Activity:
How do the lines below between the ones holding "Look at this image and locate every instance of hazy" and "Look at this image and locate every instance of street", inclusive, read? Give them again exactly, with no other lines.

Listed records:

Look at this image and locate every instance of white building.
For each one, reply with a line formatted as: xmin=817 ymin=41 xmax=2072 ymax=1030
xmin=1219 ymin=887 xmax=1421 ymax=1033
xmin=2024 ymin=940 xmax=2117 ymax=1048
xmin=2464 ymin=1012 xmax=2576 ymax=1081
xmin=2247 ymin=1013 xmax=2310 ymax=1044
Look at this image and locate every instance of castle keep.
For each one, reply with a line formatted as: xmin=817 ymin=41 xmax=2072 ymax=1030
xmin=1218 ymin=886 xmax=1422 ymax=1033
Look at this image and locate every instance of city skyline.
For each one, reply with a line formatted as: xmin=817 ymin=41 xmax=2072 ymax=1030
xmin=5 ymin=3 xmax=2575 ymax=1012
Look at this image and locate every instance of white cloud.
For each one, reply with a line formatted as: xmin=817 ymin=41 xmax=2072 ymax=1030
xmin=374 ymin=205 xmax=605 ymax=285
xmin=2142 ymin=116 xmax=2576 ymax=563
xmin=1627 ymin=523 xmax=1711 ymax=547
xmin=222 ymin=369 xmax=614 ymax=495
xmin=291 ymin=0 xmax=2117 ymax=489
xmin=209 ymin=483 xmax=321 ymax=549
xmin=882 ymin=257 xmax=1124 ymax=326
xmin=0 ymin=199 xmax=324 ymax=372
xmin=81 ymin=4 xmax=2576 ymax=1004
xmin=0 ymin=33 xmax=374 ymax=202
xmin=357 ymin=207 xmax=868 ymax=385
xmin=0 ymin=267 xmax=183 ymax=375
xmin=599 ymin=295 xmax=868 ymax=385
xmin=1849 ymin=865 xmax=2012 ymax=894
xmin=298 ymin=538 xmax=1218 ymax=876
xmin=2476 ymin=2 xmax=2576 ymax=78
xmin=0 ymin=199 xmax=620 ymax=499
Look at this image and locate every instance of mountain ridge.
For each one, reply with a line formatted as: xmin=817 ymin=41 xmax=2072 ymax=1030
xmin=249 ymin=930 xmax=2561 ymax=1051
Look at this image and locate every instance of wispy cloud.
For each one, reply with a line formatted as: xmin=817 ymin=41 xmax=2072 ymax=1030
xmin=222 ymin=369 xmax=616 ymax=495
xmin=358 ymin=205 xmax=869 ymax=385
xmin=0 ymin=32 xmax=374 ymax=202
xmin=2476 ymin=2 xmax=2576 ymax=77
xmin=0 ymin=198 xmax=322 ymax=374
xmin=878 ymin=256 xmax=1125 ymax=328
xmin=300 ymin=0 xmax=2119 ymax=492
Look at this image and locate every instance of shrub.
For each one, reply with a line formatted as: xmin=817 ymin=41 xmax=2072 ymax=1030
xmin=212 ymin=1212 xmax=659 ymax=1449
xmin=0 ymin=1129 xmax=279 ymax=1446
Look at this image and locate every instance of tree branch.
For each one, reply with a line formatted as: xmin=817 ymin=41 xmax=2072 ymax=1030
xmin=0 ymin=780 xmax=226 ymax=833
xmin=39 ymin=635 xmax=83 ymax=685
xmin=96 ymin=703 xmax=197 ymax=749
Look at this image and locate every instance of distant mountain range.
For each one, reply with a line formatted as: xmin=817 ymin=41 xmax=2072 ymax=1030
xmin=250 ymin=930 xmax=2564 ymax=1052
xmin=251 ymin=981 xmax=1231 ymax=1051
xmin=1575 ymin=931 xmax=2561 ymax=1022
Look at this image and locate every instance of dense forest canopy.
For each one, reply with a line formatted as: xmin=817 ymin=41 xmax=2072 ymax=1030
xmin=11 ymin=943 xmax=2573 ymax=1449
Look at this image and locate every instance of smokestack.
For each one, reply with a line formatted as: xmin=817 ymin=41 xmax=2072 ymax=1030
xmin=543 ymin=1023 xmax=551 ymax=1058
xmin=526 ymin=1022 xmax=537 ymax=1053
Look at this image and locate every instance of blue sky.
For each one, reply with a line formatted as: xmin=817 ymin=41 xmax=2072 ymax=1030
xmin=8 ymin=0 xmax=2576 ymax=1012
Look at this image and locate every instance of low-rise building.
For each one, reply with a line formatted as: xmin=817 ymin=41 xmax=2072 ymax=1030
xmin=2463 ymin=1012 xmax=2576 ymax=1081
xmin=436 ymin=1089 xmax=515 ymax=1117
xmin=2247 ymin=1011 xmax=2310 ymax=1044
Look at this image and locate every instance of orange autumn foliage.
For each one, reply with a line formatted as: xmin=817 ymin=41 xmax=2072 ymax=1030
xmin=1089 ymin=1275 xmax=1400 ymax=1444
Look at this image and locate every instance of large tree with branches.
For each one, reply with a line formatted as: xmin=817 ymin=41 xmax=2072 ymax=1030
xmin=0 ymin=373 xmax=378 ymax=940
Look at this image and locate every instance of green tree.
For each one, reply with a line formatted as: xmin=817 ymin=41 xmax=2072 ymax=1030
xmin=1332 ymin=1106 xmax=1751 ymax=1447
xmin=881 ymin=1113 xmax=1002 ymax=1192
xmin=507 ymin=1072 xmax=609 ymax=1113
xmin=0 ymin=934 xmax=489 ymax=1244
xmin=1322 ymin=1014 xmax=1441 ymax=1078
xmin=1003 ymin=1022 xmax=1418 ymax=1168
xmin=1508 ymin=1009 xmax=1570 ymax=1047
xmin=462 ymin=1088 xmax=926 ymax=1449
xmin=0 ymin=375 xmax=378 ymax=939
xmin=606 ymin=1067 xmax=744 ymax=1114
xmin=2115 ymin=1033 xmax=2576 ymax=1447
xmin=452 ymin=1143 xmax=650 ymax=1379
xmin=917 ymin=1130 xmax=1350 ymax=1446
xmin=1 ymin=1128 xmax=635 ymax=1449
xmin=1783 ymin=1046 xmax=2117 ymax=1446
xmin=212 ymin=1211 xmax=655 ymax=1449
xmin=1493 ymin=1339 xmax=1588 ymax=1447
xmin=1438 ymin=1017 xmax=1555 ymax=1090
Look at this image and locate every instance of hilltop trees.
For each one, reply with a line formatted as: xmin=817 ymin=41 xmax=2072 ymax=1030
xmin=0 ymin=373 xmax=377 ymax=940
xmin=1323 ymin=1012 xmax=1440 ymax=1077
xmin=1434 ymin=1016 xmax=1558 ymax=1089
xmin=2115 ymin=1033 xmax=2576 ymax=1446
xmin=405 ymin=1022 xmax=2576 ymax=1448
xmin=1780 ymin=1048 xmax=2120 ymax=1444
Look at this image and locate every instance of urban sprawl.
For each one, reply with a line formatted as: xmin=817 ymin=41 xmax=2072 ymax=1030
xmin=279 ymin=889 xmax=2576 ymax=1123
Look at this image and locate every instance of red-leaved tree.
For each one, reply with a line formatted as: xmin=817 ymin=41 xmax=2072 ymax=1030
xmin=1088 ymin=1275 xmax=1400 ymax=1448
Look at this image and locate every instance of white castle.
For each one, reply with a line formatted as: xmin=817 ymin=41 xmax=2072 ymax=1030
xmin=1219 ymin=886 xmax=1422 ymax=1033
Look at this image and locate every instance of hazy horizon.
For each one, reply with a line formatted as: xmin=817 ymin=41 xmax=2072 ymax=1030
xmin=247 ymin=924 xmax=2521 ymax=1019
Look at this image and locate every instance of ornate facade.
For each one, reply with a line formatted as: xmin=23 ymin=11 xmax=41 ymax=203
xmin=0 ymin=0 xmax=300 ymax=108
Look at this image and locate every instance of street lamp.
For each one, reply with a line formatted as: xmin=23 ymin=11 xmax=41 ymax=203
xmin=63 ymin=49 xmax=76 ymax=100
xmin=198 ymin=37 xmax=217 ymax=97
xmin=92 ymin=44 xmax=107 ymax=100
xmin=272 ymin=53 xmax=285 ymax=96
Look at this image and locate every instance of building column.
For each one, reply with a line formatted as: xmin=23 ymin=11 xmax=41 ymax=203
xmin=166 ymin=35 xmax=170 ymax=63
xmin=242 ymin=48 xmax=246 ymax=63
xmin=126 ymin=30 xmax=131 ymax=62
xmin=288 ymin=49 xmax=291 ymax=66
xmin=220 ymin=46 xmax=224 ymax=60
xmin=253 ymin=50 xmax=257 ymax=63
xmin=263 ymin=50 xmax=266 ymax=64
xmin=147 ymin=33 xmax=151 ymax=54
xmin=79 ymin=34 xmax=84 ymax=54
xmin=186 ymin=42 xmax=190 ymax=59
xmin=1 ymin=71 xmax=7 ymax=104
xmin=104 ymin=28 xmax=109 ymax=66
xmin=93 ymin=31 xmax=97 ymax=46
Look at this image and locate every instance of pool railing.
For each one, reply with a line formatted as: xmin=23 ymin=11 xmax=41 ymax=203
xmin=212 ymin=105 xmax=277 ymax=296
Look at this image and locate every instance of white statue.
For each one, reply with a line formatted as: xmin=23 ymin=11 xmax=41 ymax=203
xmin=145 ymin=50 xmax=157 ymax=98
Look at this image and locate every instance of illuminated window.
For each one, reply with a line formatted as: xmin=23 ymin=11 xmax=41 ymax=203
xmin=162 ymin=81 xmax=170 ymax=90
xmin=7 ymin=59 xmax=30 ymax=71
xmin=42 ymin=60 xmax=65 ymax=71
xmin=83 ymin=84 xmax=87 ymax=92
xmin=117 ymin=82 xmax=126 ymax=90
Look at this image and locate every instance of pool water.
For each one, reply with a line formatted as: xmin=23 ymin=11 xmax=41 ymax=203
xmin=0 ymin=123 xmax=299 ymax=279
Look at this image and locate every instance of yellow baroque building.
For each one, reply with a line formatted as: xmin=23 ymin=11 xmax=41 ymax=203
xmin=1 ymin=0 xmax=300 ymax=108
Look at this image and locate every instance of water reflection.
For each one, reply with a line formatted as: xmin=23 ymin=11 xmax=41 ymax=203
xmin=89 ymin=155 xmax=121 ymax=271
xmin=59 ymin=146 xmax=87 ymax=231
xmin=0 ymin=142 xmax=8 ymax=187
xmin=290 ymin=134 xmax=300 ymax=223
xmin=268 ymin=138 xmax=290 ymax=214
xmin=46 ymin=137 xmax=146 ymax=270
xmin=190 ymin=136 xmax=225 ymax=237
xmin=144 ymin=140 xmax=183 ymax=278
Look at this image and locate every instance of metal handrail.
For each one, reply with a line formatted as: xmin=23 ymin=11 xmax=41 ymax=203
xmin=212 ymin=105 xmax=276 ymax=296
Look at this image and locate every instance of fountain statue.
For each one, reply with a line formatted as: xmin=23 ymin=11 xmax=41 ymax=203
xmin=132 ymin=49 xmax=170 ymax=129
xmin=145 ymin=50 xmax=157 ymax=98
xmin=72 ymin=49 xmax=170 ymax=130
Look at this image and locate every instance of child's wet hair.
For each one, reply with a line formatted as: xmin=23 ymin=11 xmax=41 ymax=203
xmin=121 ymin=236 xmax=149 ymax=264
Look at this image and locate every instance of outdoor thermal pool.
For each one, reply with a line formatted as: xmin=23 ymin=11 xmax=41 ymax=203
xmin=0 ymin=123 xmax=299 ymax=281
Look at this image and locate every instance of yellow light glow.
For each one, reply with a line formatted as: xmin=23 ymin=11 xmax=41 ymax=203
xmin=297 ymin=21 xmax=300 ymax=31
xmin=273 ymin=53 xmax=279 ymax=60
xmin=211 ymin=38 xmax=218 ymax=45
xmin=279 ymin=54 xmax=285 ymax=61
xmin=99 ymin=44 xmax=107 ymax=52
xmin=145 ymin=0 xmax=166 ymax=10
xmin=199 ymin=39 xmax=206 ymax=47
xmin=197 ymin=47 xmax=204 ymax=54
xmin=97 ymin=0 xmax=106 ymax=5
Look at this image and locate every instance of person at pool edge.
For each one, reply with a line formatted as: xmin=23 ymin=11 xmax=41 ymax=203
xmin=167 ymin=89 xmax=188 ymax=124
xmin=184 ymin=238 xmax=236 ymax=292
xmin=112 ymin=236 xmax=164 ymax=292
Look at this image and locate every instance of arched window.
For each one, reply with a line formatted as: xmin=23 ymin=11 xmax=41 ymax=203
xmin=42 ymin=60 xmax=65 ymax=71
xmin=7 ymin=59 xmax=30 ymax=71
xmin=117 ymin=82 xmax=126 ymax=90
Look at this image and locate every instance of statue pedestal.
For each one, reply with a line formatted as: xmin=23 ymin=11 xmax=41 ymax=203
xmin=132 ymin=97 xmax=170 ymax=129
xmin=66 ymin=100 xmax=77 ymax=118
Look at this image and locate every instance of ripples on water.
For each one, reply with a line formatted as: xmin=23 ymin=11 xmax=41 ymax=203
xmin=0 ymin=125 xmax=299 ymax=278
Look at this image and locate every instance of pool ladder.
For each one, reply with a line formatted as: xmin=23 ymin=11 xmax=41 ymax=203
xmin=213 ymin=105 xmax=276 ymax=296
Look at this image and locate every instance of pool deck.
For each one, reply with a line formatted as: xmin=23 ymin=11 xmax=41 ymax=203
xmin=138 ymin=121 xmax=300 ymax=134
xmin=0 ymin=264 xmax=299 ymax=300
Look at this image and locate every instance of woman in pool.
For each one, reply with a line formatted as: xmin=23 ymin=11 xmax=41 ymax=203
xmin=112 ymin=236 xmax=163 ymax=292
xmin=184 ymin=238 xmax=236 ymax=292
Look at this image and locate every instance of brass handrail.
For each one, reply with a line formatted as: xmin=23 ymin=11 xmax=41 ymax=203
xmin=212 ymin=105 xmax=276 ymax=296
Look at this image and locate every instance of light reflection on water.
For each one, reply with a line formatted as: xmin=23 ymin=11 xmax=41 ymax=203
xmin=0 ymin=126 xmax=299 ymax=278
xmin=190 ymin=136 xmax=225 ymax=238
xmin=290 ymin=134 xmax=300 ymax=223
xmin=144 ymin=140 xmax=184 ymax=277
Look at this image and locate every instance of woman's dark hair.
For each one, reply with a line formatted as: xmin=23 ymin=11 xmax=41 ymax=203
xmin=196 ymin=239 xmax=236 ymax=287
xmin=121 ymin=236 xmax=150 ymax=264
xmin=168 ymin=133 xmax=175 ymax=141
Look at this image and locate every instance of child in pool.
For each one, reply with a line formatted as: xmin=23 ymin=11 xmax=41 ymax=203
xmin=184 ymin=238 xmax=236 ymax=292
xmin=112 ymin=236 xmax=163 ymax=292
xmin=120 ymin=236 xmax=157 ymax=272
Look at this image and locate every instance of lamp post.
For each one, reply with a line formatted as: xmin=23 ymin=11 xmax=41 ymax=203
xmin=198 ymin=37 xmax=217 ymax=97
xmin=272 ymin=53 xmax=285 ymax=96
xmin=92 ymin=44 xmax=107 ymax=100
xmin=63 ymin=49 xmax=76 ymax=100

Solution to the exercise:
Look at this image and locate every instance of hazy horizon.
For each one, reply with a line formatted as: xmin=817 ymin=41 xmax=2072 ymax=1030
xmin=247 ymin=924 xmax=2521 ymax=1019
Look at this image and locate every instance of ornate facade.
For each one, reply with a line formatted as: xmin=23 ymin=11 xmax=41 ymax=203
xmin=0 ymin=0 xmax=300 ymax=108
Look at this image and locate every instance of street lamp.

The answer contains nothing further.